◆ **YOUR ASSIGNMENT**
Can you copy, word for word, the part of the news report on New Hampshire's attorney general between "Earlier this month, the" and "will veto it.", inclusive?

◆ **DOCUMENT EXTRACT**
────────────────────────────────────────

CONCORD, N.H. (Legal Newsline) - New Hampshire Attorney General Michael Delaney, in a brief filed with the state Supreme Court, says making him join the multistate lawsuit against the federal health care law would render his office's independence "inoperative."
Earlier this month, the state Senate adopted a resolution asking the state's high court if forcing the attorney general to join the lawsuit would violate the state constitution, the Nashua Telegraph reported.
In March, the House of Represenatives voted to compel Delaney to join Florida and the 25 other states that argue the Patient Protection and Affordable Care Act's individual mandate provision violates the U.S. Constitution. The state Senate then adopted a more moderate measure -- Senate Bill 148 -- that says the attorney general "should," but doesn't have to, join the suit.
According to the Telegraph, Delaney has said if the House bill is signed into law, he would challenge it in court. Gov. John Lynch, a Democrat, has said he will veto it.
"House Bill 89 violates the separation of powers because it does not allow for the attorney general to exercise his independent, professional judgment as an attorney," Delaney wrote in his brief filed with the Court, according to the Telegraph.
Six former New Hampshire attorneys general and two dozen former prosecutors signed a memorandum in support of Delaney, the newspaper reported.
"The Legislature has the power to set policy for the state by legislative action but, without amending the constitution, it may not do so by invading the essential powers of other branches by exercising the constitutional discretion of a member of the executive branch," Former Associate Attorney General Wilbur Glahn wrote in a separate brief, according to the Telegraph.

────────────────────────────────────────

Stored dataset items:
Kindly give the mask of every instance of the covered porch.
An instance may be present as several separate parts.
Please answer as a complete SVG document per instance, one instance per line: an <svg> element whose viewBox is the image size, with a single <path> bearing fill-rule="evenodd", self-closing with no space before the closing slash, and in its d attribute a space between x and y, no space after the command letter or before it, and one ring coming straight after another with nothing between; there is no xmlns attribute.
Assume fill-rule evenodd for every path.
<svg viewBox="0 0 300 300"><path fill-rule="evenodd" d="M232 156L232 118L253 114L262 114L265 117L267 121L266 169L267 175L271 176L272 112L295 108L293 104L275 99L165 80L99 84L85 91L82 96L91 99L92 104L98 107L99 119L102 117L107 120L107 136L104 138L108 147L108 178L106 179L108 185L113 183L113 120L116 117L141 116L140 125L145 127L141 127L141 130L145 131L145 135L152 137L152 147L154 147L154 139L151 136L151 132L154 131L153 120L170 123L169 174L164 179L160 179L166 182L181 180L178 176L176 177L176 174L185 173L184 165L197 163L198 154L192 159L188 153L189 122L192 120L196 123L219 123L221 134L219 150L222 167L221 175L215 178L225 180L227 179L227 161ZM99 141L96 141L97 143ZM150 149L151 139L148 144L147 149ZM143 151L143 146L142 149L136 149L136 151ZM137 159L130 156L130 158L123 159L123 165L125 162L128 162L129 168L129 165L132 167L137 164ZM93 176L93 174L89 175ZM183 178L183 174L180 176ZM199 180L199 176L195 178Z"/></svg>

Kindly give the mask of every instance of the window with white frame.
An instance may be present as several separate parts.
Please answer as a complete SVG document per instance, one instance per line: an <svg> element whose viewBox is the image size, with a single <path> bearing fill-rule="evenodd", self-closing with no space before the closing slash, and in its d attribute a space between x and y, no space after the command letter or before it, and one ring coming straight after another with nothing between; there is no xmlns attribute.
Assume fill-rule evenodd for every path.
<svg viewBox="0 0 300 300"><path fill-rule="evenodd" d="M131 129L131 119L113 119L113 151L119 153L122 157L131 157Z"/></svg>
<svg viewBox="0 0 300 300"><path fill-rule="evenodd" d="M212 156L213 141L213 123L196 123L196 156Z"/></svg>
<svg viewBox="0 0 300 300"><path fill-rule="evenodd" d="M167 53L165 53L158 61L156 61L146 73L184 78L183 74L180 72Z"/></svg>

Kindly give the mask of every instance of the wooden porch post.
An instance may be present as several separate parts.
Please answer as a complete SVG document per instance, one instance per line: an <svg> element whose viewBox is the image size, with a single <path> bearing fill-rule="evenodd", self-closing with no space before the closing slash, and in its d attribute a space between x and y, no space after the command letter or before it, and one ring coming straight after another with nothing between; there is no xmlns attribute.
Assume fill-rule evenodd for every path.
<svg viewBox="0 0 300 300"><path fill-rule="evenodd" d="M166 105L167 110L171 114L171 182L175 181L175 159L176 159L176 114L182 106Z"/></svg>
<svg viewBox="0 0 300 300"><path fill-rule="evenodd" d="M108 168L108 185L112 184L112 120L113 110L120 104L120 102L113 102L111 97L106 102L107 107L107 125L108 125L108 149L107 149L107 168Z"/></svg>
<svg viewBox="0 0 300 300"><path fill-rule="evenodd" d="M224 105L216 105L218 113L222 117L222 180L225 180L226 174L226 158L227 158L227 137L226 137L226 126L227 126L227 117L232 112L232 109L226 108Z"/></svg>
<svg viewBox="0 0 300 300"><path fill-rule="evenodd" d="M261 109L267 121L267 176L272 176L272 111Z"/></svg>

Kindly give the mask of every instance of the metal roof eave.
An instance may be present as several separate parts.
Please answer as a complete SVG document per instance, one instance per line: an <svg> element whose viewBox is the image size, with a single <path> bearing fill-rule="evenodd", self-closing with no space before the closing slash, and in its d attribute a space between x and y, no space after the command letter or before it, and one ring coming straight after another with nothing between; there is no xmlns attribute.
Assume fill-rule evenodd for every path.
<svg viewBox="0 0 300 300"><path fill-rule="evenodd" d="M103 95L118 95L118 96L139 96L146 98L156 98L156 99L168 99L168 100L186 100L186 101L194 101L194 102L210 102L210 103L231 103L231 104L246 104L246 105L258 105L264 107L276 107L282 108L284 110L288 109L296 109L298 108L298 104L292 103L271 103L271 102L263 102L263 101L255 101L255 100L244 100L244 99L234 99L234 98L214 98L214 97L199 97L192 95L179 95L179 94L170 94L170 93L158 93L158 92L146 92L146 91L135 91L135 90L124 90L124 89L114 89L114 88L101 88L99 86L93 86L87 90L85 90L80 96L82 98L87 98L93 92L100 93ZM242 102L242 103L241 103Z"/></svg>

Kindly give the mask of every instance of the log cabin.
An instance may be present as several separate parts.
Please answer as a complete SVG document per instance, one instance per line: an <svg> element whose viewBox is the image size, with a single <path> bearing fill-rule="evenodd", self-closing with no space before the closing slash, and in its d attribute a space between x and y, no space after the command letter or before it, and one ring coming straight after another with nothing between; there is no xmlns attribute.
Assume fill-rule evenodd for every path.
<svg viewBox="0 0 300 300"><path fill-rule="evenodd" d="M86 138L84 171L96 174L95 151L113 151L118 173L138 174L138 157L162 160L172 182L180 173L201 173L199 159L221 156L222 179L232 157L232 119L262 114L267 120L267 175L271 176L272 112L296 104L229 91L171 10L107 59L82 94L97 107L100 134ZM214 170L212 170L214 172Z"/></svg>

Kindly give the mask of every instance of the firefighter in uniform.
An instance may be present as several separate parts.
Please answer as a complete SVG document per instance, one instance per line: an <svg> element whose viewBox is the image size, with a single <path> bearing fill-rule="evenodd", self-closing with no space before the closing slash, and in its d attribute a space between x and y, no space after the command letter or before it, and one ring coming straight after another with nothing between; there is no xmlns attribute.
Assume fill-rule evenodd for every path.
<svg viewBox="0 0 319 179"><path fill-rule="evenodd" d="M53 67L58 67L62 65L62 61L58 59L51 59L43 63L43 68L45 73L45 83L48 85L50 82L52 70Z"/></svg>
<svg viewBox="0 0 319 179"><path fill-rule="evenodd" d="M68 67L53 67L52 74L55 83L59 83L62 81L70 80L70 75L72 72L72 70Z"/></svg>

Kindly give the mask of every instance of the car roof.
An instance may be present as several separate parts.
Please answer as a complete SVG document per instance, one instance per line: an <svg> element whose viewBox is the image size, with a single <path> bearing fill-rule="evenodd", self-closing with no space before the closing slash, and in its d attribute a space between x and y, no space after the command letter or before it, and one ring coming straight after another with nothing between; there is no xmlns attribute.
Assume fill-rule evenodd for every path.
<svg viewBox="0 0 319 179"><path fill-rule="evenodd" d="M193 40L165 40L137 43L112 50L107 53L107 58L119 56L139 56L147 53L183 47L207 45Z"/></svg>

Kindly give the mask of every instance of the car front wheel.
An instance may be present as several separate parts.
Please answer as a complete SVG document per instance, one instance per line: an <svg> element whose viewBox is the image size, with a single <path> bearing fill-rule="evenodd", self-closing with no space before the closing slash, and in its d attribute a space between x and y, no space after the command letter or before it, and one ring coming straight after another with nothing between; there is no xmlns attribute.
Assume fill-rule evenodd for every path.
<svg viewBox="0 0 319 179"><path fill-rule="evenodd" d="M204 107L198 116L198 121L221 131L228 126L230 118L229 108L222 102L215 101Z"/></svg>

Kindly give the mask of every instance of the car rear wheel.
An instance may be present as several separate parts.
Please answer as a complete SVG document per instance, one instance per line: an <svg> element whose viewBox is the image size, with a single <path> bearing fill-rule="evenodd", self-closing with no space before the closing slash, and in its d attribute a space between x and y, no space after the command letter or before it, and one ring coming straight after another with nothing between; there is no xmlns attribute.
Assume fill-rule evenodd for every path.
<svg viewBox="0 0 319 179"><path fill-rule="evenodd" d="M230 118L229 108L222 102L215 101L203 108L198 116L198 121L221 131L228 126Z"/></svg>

────────────────────────────────────────

◆ **TASK SOLUTION**
Earlier this month, the state Senate adopted a resolution asking the state's high court if forcing the attorney general to join the lawsuit would violate the state constitution, the Nashua Telegraph reported.
In March, the House of Represenatives voted to compel Delaney to join Florida and the 25 other states that argue the Patient Protection and Affordable Care Act's individual mandate provision violates the U.S. Constitution. The state Senate then adopted a more moderate measure -- Senate Bill 148 -- that says the attorney general "should," but doesn't have to, join the suit.
According to the Telegraph, Delaney has said if the House bill is signed into law, he would challenge it in court. Gov. John Lynch, a Democrat, has said he will veto it.